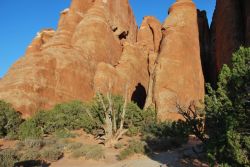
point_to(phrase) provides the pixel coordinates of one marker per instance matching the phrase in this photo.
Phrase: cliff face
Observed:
(178, 74)
(229, 30)
(60, 65)
(98, 48)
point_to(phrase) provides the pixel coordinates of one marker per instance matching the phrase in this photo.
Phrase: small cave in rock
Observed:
(123, 35)
(139, 96)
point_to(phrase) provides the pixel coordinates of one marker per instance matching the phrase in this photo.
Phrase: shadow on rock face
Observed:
(139, 95)
(32, 163)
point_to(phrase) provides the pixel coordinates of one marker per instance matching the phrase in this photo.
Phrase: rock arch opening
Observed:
(139, 95)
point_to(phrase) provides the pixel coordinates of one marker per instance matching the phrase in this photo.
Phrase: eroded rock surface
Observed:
(229, 30)
(98, 48)
(178, 74)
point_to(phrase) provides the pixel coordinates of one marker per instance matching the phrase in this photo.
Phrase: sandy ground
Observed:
(181, 157)
(171, 158)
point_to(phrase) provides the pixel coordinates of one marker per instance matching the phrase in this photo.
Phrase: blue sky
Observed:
(22, 19)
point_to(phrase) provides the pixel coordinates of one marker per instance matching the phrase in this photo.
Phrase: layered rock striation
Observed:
(98, 48)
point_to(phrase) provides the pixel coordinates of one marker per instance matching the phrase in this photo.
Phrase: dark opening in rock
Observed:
(139, 95)
(123, 35)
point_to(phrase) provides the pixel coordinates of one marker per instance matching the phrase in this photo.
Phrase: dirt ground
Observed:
(181, 157)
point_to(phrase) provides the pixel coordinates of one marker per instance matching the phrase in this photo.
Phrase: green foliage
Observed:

■ ■ ■ ■ ■ ■ ■

-- INSTRUCTIONS FOR THE TASK --
Reproduce all entries exactly. Pictures do not belong in the copy.

-- REPLY TO THE EXERCISE --
point_to(phrase) provides the pixel coordinates of one marker per instance matching the phrase in this photo.
Phrase: cliff face
Observed:
(178, 74)
(229, 30)
(60, 65)
(98, 48)
point_to(phrase) provides the pixel coordinates of one marker per instance matching the phrase in this photo.
Phrase: small cave in rock
Observed:
(123, 35)
(139, 96)
point_to(phrase) provides the pixel coordinates of one marker per instance matching the phrase in this photo.
Phrase: shadow on rock face
Observed:
(139, 95)
(32, 163)
point_to(phrase) provides the pixel coordinates of one marker per instance matching the phrase in this photo.
Phrase: rock arch opening
Observed:
(139, 95)
point_to(phrase) provides the pixel coordinates of one marker per instance matching the phrase in this photo.
Phrase: eroded rock surface
Observed:
(229, 30)
(98, 48)
(178, 74)
point_to(phrase) provides the pixel coordinates of one marker per instance matching the phrase in this photo.
Phrase: sandy ground
Observed:
(181, 157)
(171, 158)
point_to(phrase) provides the pixel coordinates of one marker per instance matching the phrase in this photo.
Phrase: blue sky
Observed:
(22, 19)
point_to(phrase) provides the pixel coordinates of one marker per instance matching the phrase in this photo.
Phrase: layered rock striation
Observed:
(98, 48)
point_to(phrase) provides the pixel coordinates of one marker per instance matching the phrase in this photo.
Phrase: dark opening in rock
Observed:
(139, 95)
(123, 35)
point_to(phrase) provides the pixel coordinates of one marker per instance matching the phrase in this photo.
Phrase: dirt ground
Observed:
(181, 157)
point_to(phrase) provides the pixel coordinates of one marker per instance matching the phrase in this photo.
Phrase: green foliage
Observed:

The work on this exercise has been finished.